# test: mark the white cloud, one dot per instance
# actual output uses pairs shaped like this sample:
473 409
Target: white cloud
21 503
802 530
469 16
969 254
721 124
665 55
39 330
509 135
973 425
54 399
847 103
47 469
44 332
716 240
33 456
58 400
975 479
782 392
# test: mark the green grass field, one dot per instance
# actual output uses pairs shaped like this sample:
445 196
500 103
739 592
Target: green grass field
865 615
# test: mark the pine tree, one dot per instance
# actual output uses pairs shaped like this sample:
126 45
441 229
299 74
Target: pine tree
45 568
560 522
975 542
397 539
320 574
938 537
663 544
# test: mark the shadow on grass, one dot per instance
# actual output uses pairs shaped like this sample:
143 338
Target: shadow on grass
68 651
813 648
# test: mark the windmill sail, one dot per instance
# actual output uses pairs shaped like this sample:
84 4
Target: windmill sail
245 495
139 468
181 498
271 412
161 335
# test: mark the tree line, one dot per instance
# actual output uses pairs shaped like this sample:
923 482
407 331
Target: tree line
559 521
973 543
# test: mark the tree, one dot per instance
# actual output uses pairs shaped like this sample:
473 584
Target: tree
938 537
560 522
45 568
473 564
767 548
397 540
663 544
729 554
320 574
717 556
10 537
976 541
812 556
--- --- ---
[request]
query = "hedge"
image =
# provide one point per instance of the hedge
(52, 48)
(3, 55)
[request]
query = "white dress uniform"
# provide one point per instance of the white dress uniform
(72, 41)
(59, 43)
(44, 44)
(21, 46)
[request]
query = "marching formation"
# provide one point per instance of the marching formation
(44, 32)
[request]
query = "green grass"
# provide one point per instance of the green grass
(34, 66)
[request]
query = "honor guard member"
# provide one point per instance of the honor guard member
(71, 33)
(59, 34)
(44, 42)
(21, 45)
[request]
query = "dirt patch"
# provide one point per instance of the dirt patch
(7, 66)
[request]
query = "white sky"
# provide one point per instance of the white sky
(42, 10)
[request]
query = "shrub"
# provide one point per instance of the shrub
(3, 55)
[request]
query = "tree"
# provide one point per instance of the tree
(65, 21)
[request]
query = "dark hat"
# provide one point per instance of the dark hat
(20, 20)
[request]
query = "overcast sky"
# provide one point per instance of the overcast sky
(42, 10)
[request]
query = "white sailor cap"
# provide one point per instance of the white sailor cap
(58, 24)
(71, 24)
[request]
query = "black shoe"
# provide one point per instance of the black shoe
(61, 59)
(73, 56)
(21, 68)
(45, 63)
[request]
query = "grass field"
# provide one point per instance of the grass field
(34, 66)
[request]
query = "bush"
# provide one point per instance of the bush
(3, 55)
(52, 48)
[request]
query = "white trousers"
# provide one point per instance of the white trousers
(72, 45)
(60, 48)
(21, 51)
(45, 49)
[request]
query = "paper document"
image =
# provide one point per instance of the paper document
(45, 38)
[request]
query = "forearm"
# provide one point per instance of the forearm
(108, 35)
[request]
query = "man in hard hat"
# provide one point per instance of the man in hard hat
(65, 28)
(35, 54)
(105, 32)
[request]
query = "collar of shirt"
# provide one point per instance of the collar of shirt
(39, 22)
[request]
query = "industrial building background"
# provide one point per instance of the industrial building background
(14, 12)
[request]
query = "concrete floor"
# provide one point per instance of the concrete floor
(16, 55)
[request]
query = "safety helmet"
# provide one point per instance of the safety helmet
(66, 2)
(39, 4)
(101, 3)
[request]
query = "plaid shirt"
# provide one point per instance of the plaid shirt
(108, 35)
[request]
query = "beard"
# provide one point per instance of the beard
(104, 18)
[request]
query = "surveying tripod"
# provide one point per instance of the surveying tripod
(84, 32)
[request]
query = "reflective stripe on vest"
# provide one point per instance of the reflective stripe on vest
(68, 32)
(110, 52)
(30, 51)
--- --- ---
Tally the lines in the data above that contain the string "guard", matching case exactly, and reply with only the resulting number.

» TASK RESULT: 2